Find the lines in the entries below that contain the word "negative" and copy each one in full.

[Start of section]

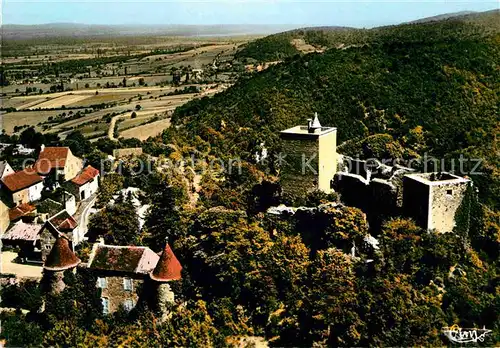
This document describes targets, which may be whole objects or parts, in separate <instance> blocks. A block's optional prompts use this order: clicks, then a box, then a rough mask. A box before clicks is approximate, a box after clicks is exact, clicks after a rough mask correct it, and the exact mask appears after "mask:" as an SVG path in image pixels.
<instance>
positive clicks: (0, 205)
mask: <svg viewBox="0 0 500 348" xmlns="http://www.w3.org/2000/svg"><path fill="white" fill-rule="evenodd" d="M9 225H10V216H9V207H8V206H7V204H5V203H4V202H3V201H2V200H0V235H1V234H3V233H4V232H5V231H7V229H8V228H9Z"/></svg>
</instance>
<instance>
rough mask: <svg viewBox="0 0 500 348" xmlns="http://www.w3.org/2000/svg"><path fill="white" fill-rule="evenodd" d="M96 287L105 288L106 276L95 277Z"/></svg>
mask: <svg viewBox="0 0 500 348" xmlns="http://www.w3.org/2000/svg"><path fill="white" fill-rule="evenodd" d="M97 287H98V288H101V289H106V288H107V287H108V280H107V279H106V278H101V277H99V278H97Z"/></svg>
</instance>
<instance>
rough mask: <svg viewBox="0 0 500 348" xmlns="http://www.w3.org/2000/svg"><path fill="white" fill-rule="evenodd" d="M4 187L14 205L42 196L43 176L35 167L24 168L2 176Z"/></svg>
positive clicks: (31, 200)
mask: <svg viewBox="0 0 500 348" xmlns="http://www.w3.org/2000/svg"><path fill="white" fill-rule="evenodd" d="M2 188H3V189H4V190H5V191H6V192H7V195H8V196H9V198H10V199H12V203H13V204H14V205H19V204H23V203H30V202H34V201H37V200H39V199H40V198H42V189H43V178H42V177H41V176H40V175H38V174H37V173H36V172H35V171H34V170H33V169H24V170H21V171H19V172H16V173H14V174H10V175H7V176H5V177H3V178H2Z"/></svg>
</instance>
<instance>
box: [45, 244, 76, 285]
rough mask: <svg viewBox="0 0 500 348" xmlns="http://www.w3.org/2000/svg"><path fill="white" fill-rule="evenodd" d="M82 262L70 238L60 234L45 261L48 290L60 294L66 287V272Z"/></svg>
mask: <svg viewBox="0 0 500 348" xmlns="http://www.w3.org/2000/svg"><path fill="white" fill-rule="evenodd" d="M80 262H81V260H80V259H79V258H78V257H77V256H76V255H75V253H74V252H73V250H71V248H70V246H69V241H68V239H67V238H66V237H65V236H64V235H59V236H58V237H57V239H56V241H55V242H54V245H53V246H52V248H51V250H50V253H49V254H48V255H47V257H46V259H45V261H44V263H43V273H44V275H43V276H44V278H45V282H44V283H45V284H47V285H48V289H47V292H49V293H51V294H58V293H60V292H61V291H63V290H64V288H65V287H66V284H64V272H65V271H67V270H75V269H76V267H77V266H78V265H79V264H80Z"/></svg>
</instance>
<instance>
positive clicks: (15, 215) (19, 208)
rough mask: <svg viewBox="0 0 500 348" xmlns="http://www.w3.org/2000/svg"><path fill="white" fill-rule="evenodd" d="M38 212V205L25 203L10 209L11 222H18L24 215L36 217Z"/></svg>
mask: <svg viewBox="0 0 500 348" xmlns="http://www.w3.org/2000/svg"><path fill="white" fill-rule="evenodd" d="M36 213H37V208H36V206H34V205H32V204H28V203H23V204H20V205H18V206H15V207H14V208H11V209H9V220H10V222H16V221H18V220H19V219H22V218H24V217H27V216H29V217H34V216H35V215H36Z"/></svg>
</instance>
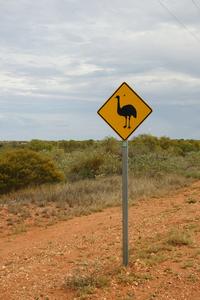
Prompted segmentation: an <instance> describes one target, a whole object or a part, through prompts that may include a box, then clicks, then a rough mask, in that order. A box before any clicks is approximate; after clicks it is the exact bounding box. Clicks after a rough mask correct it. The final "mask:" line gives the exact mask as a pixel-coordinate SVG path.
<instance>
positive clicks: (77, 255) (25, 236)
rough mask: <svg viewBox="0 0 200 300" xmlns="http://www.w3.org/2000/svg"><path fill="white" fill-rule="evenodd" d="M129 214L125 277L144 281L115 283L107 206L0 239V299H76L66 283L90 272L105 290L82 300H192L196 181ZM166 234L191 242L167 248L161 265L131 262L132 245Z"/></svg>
mask: <svg viewBox="0 0 200 300" xmlns="http://www.w3.org/2000/svg"><path fill="white" fill-rule="evenodd" d="M190 200H191V201H190ZM129 216H130V220H129V237H130V238H129V245H130V249H131V251H130V261H131V263H130V267H129V268H128V269H127V276H129V273H130V272H134V273H137V274H141V273H144V272H145V273H148V274H150V275H151V279H149V280H145V281H143V282H137V280H136V281H133V282H131V283H130V282H126V283H125V282H124V281H123V282H119V281H117V280H116V275H115V270H116V269H117V268H119V267H120V264H121V209H120V208H111V209H107V210H105V211H104V212H100V213H95V214H93V215H90V216H84V217H79V218H74V219H73V220H69V221H66V222H61V223H58V224H56V225H53V226H51V227H48V228H46V229H45V228H32V229H31V230H30V231H29V232H26V233H23V234H20V235H15V236H14V235H13V236H8V237H5V238H2V239H1V241H0V299H2V300H6V299H13V300H14V299H15V300H17V299H20V300H29V299H46V300H47V299H57V300H60V299H61V300H62V299H69V300H70V299H79V298H78V296H77V293H76V291H73V290H70V289H69V288H67V287H66V284H65V282H66V278H68V277H69V276H70V275H71V276H72V275H74V274H77V273H78V274H79V273H81V272H85V271H87V270H91V269H95V268H96V272H98V269H99V270H100V272H104V273H105V274H107V276H108V277H110V284H109V285H108V287H104V288H101V289H100V288H98V287H97V288H96V289H95V290H94V291H93V294H92V295H87V296H86V295H82V299H99V300H100V299H138V300H140V299H145V300H146V299H149V300H150V299H163V300H164V299H171V300H172V299H187V300H190V299H191V300H197V299H198V300H199V299H200V251H199V245H200V224H199V221H200V182H196V183H194V184H193V185H192V186H191V187H190V188H185V189H182V190H180V191H177V193H176V195H173V196H169V197H164V198H161V199H158V198H153V199H144V200H141V201H138V202H137V203H136V204H135V205H134V206H133V207H131V208H130V210H129ZM173 228H179V229H181V230H186V229H187V230H190V231H191V235H192V238H193V242H192V244H191V245H188V246H177V247H174V248H173V250H172V251H171V250H170V252H169V253H168V254H167V256H166V259H164V260H163V261H161V262H159V263H157V264H152V266H150V265H145V263H144V262H143V260H142V259H139V258H136V259H135V252H136V246H135V245H136V244H137V245H138V241H141V247H143V246H142V245H143V243H145V241H146V242H148V241H153V240H154V239H155V236H157V237H158V236H159V235H158V234H160V236H165V235H167V233H168V232H169V230H170V229H173ZM152 255H157V254H154V253H152ZM189 262H190V263H189ZM149 278H150V277H149ZM79 297H81V295H79ZM84 297H85V298H84ZM80 299H81V298H80Z"/></svg>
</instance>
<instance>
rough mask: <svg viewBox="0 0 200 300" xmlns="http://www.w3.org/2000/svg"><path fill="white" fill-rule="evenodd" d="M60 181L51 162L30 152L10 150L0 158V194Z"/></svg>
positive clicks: (29, 151)
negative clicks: (28, 187)
mask: <svg viewBox="0 0 200 300" xmlns="http://www.w3.org/2000/svg"><path fill="white" fill-rule="evenodd" d="M62 180H63V174H62V173H61V172H60V171H59V170H58V169H57V167H56V166H55V165H54V163H53V161H51V160H50V159H48V158H46V157H44V156H42V155H41V154H39V153H37V152H34V151H32V150H27V149H26V150H25V149H20V150H11V151H7V152H5V153H3V154H2V155H1V157H0V193H5V192H9V191H11V190H17V189H20V188H23V187H26V186H30V185H39V184H43V183H53V182H59V181H62Z"/></svg>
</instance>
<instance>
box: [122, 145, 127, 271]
mask: <svg viewBox="0 0 200 300" xmlns="http://www.w3.org/2000/svg"><path fill="white" fill-rule="evenodd" d="M122 208H123V209H122V236H123V265H124V266H127V265H128V140H126V141H123V142H122Z"/></svg>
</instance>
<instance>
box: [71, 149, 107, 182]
mask: <svg viewBox="0 0 200 300" xmlns="http://www.w3.org/2000/svg"><path fill="white" fill-rule="evenodd" d="M104 159H105V156H104V155H103V154H101V153H98V152H95V151H94V152H89V151H88V152H86V151H83V152H77V153H76V155H74V157H73V160H72V162H71V164H70V166H69V172H68V178H69V179H70V180H79V179H86V178H95V176H96V175H99V172H100V167H101V165H102V164H103V163H104Z"/></svg>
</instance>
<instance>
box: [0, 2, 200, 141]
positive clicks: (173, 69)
mask: <svg viewBox="0 0 200 300" xmlns="http://www.w3.org/2000/svg"><path fill="white" fill-rule="evenodd" d="M124 81H126V82H127V83H128V84H129V85H130V86H131V87H132V88H133V89H134V90H135V91H136V92H137V93H138V94H139V95H140V96H141V97H142V98H143V99H144V100H145V101H146V102H147V103H148V104H149V105H150V106H151V107H152V108H153V113H152V114H151V115H150V116H149V117H148V119H147V120H145V122H144V123H143V124H142V125H141V126H140V128H139V129H138V130H137V131H136V132H135V133H134V135H138V134H141V133H148V134H153V135H157V136H169V137H171V138H196V139H200V0H194V1H192V0H173V1H172V0H160V1H159V0H124V1H121V0H35V1H33V0H0V140H30V139H33V138H38V139H53V140H55V139H91V138H92V139H101V138H104V137H106V136H113V137H117V135H116V133H115V132H114V131H113V130H112V129H111V128H109V126H108V125H107V124H106V123H105V122H104V121H103V120H102V119H101V118H100V117H99V116H98V115H97V113H96V112H97V110H98V108H99V107H100V106H101V105H102V104H103V103H104V102H105V101H106V100H107V99H108V98H109V97H110V96H111V95H112V94H113V92H114V91H115V90H116V89H117V88H118V86H119V85H120V84H121V83H122V82H124Z"/></svg>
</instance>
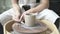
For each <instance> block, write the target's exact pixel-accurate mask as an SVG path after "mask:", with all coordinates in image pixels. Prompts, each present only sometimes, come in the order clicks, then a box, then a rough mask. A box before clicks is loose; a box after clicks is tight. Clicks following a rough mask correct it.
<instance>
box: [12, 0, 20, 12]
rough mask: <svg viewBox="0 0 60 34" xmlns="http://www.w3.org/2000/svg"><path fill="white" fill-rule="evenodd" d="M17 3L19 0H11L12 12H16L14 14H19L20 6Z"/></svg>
mask: <svg viewBox="0 0 60 34" xmlns="http://www.w3.org/2000/svg"><path fill="white" fill-rule="evenodd" d="M18 1H19V0H12V7H13V9H14V11H16V12H20V6H19V4H18Z"/></svg>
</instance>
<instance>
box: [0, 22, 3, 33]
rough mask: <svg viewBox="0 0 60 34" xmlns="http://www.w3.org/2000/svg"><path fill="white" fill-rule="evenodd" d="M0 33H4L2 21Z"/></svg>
mask: <svg viewBox="0 0 60 34" xmlns="http://www.w3.org/2000/svg"><path fill="white" fill-rule="evenodd" d="M0 34H3V26H2V24H1V23H0Z"/></svg>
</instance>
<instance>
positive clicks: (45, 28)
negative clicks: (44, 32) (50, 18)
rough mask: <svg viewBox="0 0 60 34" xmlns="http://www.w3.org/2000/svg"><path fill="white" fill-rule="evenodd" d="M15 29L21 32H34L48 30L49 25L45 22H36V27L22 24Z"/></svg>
mask: <svg viewBox="0 0 60 34" xmlns="http://www.w3.org/2000/svg"><path fill="white" fill-rule="evenodd" d="M15 30H16V31H17V32H19V33H25V34H34V33H40V32H43V31H45V30H47V26H46V25H45V24H44V23H40V22H36V26H34V27H28V26H26V25H24V24H20V26H19V27H17V28H15Z"/></svg>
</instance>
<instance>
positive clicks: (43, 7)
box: [28, 0, 49, 13]
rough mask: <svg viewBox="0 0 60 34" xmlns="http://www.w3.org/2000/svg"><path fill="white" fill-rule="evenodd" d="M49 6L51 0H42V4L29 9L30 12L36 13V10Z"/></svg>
mask: <svg viewBox="0 0 60 34" xmlns="http://www.w3.org/2000/svg"><path fill="white" fill-rule="evenodd" d="M48 7H49V0H41V2H40V4H39V5H38V6H37V7H35V8H32V9H30V10H28V12H29V13H36V12H40V11H42V10H44V9H46V8H48Z"/></svg>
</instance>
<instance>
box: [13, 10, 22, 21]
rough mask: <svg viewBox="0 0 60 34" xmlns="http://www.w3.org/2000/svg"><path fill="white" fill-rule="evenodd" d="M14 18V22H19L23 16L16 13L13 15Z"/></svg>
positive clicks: (17, 12) (16, 12)
mask: <svg viewBox="0 0 60 34" xmlns="http://www.w3.org/2000/svg"><path fill="white" fill-rule="evenodd" d="M12 16H13V20H15V21H19V17H20V16H21V13H20V12H17V11H16V12H14V13H13V15H12Z"/></svg>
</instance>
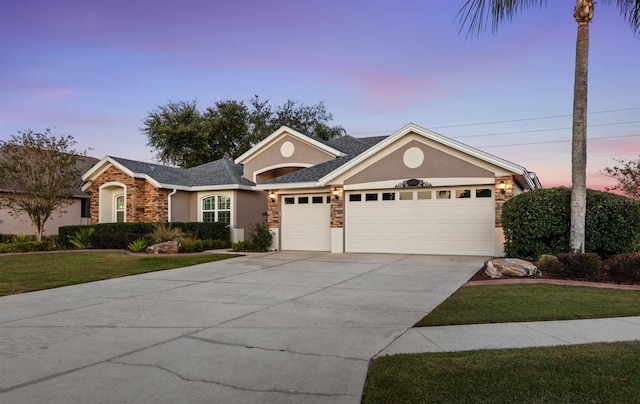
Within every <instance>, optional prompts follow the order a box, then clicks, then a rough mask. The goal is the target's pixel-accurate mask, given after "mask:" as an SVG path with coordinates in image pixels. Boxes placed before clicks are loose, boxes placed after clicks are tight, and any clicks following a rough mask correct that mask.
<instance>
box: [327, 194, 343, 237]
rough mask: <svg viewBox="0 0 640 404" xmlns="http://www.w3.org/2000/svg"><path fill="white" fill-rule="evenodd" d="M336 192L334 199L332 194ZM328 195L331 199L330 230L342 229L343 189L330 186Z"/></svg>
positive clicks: (342, 210) (342, 220)
mask: <svg viewBox="0 0 640 404" xmlns="http://www.w3.org/2000/svg"><path fill="white" fill-rule="evenodd" d="M334 191H338V197H337V198H336V197H335V196H334V195H333V193H334ZM329 195H330V197H331V228H333V229H335V228H343V227H344V189H343V187H342V185H332V186H330V187H329Z"/></svg>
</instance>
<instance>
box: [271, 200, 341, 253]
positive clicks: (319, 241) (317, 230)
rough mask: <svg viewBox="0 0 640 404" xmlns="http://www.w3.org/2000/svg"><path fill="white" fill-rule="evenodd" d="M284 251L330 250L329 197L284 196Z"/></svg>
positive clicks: (330, 213) (329, 207)
mask: <svg viewBox="0 0 640 404" xmlns="http://www.w3.org/2000/svg"><path fill="white" fill-rule="evenodd" d="M280 221H281V229H280V231H281V239H280V241H281V243H282V249H283V250H309V251H329V250H331V199H330V197H329V195H328V194H311V195H283V196H282V209H281V218H280Z"/></svg>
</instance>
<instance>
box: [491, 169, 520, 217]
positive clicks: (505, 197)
mask: <svg viewBox="0 0 640 404" xmlns="http://www.w3.org/2000/svg"><path fill="white" fill-rule="evenodd" d="M501 181H504V184H505V192H504V194H503V193H502V192H501V191H500V182H501ZM514 185H515V184H514V183H513V176H506V177H496V186H495V193H496V227H502V205H504V203H505V202H506V201H508V200H509V199H511V198H513V197H514V193H513V190H514Z"/></svg>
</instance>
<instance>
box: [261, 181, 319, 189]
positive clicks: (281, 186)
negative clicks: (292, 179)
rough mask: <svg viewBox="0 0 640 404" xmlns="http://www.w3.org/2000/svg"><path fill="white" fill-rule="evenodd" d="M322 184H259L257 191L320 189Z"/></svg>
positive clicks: (293, 183)
mask: <svg viewBox="0 0 640 404" xmlns="http://www.w3.org/2000/svg"><path fill="white" fill-rule="evenodd" d="M319 186H320V184H318V183H317V182H294V183H289V184H258V185H256V186H255V189H256V190H258V191H269V190H274V189H301V188H318V187H319Z"/></svg>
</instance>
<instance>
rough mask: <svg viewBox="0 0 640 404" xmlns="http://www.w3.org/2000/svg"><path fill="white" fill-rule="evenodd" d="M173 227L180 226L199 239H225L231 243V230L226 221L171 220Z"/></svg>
mask: <svg viewBox="0 0 640 404" xmlns="http://www.w3.org/2000/svg"><path fill="white" fill-rule="evenodd" d="M171 225H172V226H173V227H178V228H180V229H181V230H182V231H183V232H184V233H190V234H192V235H193V237H195V238H198V239H200V240H227V241H228V242H229V243H231V230H230V228H229V225H228V224H226V223H217V222H171Z"/></svg>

[End of section]

# OUTPUT BELOW
negative clicks: (28, 187)
negative clicks: (44, 32) (50, 18)
negative clicks: (292, 179)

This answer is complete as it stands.